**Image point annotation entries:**
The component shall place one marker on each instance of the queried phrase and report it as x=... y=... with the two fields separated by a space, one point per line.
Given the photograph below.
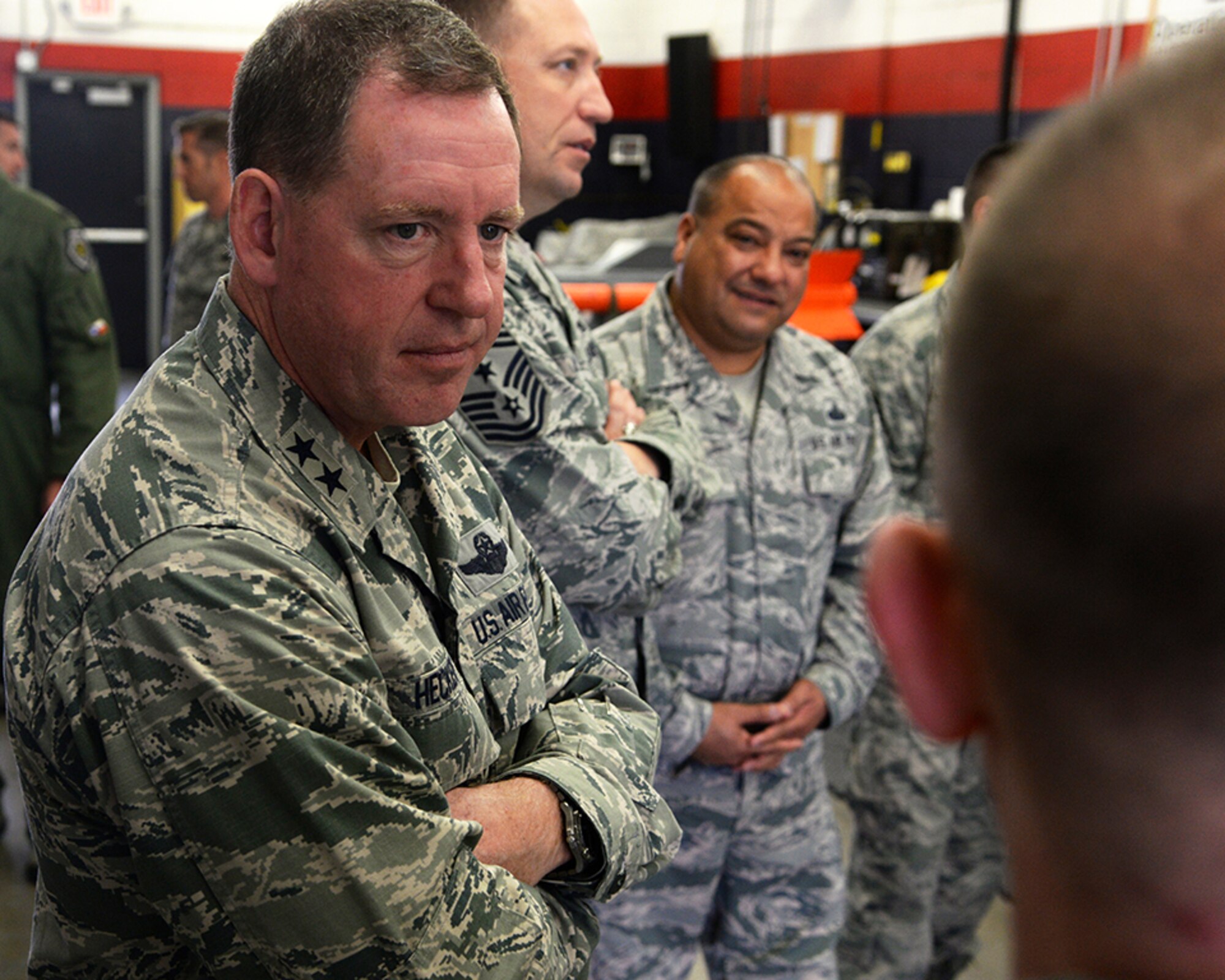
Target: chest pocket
x=499 y=638
x=428 y=696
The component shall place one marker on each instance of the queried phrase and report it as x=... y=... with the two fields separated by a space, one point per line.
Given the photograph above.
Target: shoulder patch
x=505 y=401
x=484 y=558
x=77 y=249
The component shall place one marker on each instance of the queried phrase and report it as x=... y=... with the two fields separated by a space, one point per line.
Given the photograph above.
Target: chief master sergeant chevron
x=291 y=696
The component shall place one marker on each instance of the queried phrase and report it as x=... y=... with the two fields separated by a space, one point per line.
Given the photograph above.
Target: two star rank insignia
x=505 y=401
x=314 y=461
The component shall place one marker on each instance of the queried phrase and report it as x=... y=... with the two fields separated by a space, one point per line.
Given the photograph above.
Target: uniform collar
x=293 y=429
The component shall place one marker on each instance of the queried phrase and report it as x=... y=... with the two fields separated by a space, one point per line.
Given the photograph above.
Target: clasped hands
x=756 y=738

**Objective:**
Starting from the beginning of the records and stopping after the line that contains "x=291 y=696", rewrite those lines with every "photograph" changed to "image" and all else kept the same. Leave the pictures out of your answer.

**Response to this exercise:**
The component shall place one marker on each instance of the queried phrase and report it as x=... y=... with the two fields separated by a space, one point per line.
Given the image below.
Target: chest pocket
x=499 y=638
x=428 y=696
The component shall place one marker on each instance of the queried phrase and report it as x=... y=... with the two fields separated by a space, one point per line.
Given the image above.
Target: shoulder patch
x=505 y=401
x=484 y=558
x=77 y=249
The component shall place one marker on each instance of the queried phrase and report it as x=... y=... with the two fields separated by a space, one point per line.
Given the image above.
Target: chief master sergeant chevron
x=291 y=696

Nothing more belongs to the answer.